● To do: From the line with "Identify the white calculator" through the final line, please write out the listing exactly, including both of those lines.

● Exercise data:
____________________

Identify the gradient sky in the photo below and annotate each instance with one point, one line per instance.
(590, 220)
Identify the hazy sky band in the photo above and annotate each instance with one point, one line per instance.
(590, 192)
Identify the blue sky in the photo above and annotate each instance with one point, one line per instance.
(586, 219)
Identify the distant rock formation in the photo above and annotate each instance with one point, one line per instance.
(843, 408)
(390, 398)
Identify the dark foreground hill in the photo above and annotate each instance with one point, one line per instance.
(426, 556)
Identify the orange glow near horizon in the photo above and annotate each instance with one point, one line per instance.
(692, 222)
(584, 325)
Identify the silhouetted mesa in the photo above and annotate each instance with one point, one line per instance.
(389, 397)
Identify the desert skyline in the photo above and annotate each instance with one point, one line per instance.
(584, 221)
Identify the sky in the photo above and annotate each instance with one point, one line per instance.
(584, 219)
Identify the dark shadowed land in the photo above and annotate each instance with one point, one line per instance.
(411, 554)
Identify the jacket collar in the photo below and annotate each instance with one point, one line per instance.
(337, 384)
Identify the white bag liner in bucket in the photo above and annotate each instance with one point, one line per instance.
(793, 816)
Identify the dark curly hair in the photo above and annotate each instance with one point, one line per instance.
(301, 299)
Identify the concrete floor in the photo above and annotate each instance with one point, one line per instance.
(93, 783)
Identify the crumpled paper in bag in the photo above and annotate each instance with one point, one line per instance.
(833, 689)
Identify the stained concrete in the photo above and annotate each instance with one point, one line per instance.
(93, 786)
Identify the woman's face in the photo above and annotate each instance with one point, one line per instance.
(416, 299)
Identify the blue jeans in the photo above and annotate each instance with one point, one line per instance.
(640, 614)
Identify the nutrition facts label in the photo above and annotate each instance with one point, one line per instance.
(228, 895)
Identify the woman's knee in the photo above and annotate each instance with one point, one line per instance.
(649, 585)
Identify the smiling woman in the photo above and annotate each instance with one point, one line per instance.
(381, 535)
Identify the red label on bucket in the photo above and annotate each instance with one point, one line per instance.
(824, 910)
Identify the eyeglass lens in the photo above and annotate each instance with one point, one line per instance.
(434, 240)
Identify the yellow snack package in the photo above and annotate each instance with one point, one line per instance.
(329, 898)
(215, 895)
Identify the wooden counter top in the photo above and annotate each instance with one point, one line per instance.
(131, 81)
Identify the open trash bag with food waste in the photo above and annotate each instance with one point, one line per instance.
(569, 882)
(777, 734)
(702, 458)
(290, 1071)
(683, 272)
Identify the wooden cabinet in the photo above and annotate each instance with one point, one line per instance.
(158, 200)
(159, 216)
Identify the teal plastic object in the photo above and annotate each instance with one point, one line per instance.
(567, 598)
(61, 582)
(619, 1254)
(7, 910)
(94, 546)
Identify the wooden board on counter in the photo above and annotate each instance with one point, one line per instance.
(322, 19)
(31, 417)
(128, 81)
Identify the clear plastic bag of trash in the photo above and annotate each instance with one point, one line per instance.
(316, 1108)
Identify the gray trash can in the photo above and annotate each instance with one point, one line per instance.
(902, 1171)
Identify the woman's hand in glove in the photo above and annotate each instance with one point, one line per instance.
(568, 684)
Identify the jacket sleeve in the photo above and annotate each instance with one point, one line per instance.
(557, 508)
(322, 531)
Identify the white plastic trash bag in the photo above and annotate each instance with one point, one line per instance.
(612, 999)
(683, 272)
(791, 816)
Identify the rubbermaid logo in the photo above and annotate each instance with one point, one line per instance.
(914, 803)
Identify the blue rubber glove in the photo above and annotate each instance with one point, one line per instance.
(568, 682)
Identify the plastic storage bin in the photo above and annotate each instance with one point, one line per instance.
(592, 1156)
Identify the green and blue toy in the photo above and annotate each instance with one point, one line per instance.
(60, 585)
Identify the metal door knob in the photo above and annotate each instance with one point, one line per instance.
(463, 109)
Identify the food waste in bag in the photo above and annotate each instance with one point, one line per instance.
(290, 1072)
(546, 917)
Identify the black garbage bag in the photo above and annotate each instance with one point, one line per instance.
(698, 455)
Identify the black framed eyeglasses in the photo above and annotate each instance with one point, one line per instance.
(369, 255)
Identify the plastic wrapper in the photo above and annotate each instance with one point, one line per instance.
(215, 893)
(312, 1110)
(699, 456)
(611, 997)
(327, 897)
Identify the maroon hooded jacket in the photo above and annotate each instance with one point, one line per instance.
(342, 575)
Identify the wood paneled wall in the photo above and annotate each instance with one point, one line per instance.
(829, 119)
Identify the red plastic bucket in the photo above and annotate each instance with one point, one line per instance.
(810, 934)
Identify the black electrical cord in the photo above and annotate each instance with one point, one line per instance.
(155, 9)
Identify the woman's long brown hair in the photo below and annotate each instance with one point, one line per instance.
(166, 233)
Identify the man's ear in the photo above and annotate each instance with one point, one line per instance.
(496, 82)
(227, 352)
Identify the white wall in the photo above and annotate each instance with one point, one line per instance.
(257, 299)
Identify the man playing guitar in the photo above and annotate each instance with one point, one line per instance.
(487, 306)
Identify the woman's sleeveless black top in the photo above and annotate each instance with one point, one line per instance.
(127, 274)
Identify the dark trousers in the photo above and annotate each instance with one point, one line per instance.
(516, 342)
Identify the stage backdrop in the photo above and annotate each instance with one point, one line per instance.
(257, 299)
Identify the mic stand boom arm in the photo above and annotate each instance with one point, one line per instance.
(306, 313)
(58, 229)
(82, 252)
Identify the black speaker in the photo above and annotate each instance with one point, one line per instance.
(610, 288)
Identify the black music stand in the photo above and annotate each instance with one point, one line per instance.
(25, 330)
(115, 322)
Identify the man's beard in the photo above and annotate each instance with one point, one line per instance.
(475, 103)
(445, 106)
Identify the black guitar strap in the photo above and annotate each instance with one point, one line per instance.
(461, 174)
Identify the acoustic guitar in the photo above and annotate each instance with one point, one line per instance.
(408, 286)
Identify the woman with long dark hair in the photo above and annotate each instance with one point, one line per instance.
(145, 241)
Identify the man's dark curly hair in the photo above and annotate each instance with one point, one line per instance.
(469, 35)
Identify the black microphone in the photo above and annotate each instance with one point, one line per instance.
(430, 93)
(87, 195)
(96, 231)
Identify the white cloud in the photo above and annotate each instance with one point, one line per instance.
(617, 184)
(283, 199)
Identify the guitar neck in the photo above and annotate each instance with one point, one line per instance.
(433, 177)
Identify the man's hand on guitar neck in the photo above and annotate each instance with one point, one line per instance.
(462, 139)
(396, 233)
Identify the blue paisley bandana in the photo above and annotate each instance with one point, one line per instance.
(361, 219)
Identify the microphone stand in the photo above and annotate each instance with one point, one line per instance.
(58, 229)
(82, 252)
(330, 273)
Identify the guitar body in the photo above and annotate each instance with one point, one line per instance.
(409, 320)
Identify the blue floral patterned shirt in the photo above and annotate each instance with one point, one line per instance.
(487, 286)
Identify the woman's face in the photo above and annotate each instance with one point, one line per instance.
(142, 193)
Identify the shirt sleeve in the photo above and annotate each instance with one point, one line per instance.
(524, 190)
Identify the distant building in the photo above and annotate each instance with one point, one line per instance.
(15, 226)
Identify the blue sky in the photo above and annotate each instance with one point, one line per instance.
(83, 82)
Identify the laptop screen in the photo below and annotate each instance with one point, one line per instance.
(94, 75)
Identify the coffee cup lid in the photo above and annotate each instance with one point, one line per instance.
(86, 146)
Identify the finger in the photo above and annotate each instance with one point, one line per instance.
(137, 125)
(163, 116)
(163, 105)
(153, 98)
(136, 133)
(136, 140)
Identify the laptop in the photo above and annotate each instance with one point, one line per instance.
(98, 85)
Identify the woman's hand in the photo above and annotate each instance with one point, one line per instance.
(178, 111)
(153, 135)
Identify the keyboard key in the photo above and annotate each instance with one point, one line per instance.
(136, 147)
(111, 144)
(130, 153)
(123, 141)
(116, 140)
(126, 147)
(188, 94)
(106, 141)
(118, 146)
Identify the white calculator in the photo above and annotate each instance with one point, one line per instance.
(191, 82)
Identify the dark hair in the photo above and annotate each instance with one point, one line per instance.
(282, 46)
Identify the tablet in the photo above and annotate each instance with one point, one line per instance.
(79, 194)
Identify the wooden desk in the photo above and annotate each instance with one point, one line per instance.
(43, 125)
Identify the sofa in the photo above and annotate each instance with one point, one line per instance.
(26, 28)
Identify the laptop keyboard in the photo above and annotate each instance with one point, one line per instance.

____________________

● Response to this task:
Identify the white calculator in the photo above and annotate each instance with one point, one line per instance.
(191, 82)
Identify the dark hair in the photo above and annotate each instance with one point, one line per instance.
(282, 46)
Identify the tablet in the photo above and annotate each instance with one point, one line per instance.
(79, 194)
Identify the wooden desk in the photo above and annotate each instance with one point, one line per instance.
(43, 125)
Identify the sofa in the photo above and annotate each instance with one point, one line per instance.
(26, 28)
Identify the laptop keyboard in the photo above and annotate each instance with one point, one line per instance.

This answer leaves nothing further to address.